Records shown
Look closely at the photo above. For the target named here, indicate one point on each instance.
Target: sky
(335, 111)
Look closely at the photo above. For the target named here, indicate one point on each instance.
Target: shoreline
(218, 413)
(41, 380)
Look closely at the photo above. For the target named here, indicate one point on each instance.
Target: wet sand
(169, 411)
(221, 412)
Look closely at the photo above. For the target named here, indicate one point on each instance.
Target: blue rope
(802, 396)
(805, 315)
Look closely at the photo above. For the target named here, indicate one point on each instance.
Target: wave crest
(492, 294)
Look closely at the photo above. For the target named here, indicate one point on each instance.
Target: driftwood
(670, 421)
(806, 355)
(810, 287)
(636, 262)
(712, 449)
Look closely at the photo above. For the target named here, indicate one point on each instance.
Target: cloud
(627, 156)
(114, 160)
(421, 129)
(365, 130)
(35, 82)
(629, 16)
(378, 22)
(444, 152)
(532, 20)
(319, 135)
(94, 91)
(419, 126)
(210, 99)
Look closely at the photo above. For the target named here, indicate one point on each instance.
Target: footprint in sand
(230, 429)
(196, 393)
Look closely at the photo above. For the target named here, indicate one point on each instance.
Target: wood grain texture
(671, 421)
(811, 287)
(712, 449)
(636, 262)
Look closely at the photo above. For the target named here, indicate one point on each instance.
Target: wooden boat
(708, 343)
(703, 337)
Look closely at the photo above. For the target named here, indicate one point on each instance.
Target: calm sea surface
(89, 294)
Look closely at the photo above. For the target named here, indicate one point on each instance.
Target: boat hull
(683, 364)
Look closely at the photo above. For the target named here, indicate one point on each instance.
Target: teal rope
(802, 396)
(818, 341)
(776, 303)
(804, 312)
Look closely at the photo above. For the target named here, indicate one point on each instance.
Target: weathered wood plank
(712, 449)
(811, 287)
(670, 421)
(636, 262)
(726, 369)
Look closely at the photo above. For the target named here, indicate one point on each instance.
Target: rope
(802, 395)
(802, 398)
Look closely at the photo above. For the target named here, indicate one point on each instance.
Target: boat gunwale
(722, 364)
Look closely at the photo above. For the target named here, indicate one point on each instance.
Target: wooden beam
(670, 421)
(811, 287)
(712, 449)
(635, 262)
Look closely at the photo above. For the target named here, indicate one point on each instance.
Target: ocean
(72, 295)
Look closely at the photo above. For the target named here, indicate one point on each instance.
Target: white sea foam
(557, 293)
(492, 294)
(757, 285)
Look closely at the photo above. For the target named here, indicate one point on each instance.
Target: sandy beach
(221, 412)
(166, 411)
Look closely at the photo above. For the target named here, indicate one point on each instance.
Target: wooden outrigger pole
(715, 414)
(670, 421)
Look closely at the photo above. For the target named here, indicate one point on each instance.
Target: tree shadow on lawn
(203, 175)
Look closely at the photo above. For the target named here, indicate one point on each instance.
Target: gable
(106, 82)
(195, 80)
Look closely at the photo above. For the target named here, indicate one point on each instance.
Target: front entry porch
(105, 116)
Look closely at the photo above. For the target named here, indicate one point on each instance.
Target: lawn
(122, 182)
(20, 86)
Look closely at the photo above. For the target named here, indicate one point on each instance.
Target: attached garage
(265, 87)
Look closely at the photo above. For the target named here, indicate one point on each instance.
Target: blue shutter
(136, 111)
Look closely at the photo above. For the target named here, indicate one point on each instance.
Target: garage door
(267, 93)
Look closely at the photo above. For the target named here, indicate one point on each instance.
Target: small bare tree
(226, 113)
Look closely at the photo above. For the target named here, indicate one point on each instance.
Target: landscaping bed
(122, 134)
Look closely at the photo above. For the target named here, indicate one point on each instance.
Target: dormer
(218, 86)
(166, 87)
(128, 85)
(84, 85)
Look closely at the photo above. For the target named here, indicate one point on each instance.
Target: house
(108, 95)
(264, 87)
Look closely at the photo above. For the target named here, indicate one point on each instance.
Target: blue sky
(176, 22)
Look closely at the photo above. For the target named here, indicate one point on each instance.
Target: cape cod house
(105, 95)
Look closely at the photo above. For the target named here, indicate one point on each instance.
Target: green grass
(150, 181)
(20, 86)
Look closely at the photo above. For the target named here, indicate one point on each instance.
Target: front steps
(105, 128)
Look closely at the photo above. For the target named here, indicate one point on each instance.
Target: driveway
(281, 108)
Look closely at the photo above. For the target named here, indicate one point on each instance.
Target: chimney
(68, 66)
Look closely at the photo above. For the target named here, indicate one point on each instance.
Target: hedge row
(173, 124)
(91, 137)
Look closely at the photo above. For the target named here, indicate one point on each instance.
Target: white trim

Exercise objective
Please set down each entry again, word for word.

Result
Look closely at the photo above. For the target named here, indicate one point on each instance.
Target: sky
(335, 111)
Look closely at the photo above. For the target named here, indicate one point on each instance.
Target: shoreline
(218, 413)
(41, 380)
Look closely at the photo above. For the target named here, indicate one point on each instance.
Target: wet sand
(169, 411)
(221, 412)
Look closely at the photo above. For the target named here, indicate one point on each instance.
Target: blue rope
(802, 396)
(805, 315)
Look closely at the photo above. For the target named here, indicate one point on each instance.
Target: wave crest
(492, 294)
Look closely at the photo above. For the target named here, indicate one point on each instance.
Target: driftwood
(670, 421)
(806, 355)
(810, 287)
(636, 262)
(712, 449)
Look closely at the photo above. For the target named here, indicate one point on each instance.
Target: cloud
(627, 156)
(114, 160)
(421, 129)
(365, 130)
(35, 82)
(629, 16)
(378, 22)
(444, 152)
(532, 20)
(319, 135)
(94, 91)
(419, 126)
(210, 99)
Look closely at the photo above. For the target named here, indicate one point on each instance.
Target: footprint in sand
(230, 429)
(196, 393)
Look closely at the photo above. For the target named here, indicate one point on each instance.
Target: wood grain texture
(671, 421)
(811, 287)
(712, 449)
(636, 262)
Look closely at the photo above. For the target named here, indicate one point on each instance.
Target: wooden boat
(708, 343)
(703, 337)
Look closely at the photo above. For the target named here, indicate one point on each instance.
Target: calm sea surface
(89, 294)
Look closely at the photo above. For the target named here, indicate one point on each instance.
Target: boat hull
(683, 364)
Look closely at the photo above. For the target named here, indicate one point on each instance.
Target: teal rope
(802, 396)
(818, 341)
(776, 303)
(804, 312)
Look closely at the photo above. For the target named here, indicate one point on each instance.
Target: weathered wood plank
(712, 449)
(811, 287)
(670, 421)
(636, 262)
(726, 369)
Look closely at the photo above. For the target named here, indicate one point on each instance.
Target: rope
(802, 395)
(802, 398)
Look closely at the photo above. For the target named here, indicate one point on each instance.
Target: boat gunwale
(722, 364)
Look closely at the photo above. For the target named here, indicate one point on each instance.
Target: wooden beam
(670, 421)
(811, 287)
(712, 449)
(635, 262)
Look closely at the photo above. For the target named here, indicate one point on each instance.
Target: ocean
(72, 295)
Look closely at the photo above. For the target named here, indicate one point on each instance.
Target: white sea foam
(557, 293)
(492, 294)
(757, 285)
Look closely at the photo above. For the target named here, indicate one point on each instance.
Target: sandy beach
(221, 412)
(166, 411)
Look closely at the photo above. For the target named here, indicate one point on each instance.
Target: wooden outrigger pole
(715, 414)
(670, 421)
Look closely at the photo above. For the target named here, indicate one point on each instance.
Target: tree shadow on lawn
(203, 175)
Look closely at the photo above. For the target named here, indicate one point on each instance.
Target: gable
(106, 82)
(195, 80)
Look closely at the photo above. For the target named here, indicate one point on each instance.
Target: front entry porch
(105, 116)
Look closely at the photo above. For the target named here, indicate one point on each instance.
Target: lawn
(122, 182)
(20, 86)
Look closely at the photo above. For the target named here, indicate one point on each instance.
Target: attached garage
(265, 87)
Look closely at the photo above. For the target named here, indicate one point on each instance.
Target: blue shutter
(136, 111)
Look closely at the photo above. For the target named here, indicate one point on each instance.
Target: garage door
(267, 93)
Look closely at the photo above. For the target named here, indicate one point on each instance.
Target: small bare tree
(226, 113)
Look closely at the photo above. For the target named here, indicate one point on each instance.
Target: landscaping bed
(122, 134)
Look closely at the photo above. For the target named here, indicate one point on each instance.
Target: dormer
(218, 86)
(166, 87)
(128, 85)
(84, 85)
Look closely at the photo above. For the target named here, indicate one point on each instance.
Target: house
(108, 95)
(264, 87)
Look closely at the photo above. For the target named here, indicate one point on each instance.
Target: blue sky
(176, 22)
Look closely at the photo above. For the target named here, indicate one point on each instance.
Target: cape cod house
(105, 95)
Look closely at the photo above. For the target named here, indicate one point on each instance.
Target: green grass
(150, 181)
(20, 86)
Look closely at the photo above. For the target named here, indicate one point on each instance.
Target: front steps
(105, 128)
Look closely at the photo above. For the target named here, indicate one point on each instance.
Target: driveway
(281, 108)
Look closely at the photo above. For the target named here, indicate one point on each instance.
Target: chimney
(68, 66)
Look closely at the photo above. For the target named here, indicate one point on each instance.
Target: hedge row
(173, 124)
(91, 137)
Look closely at the photo above. For the target named here, indicate one point on each instance.
Target: white trim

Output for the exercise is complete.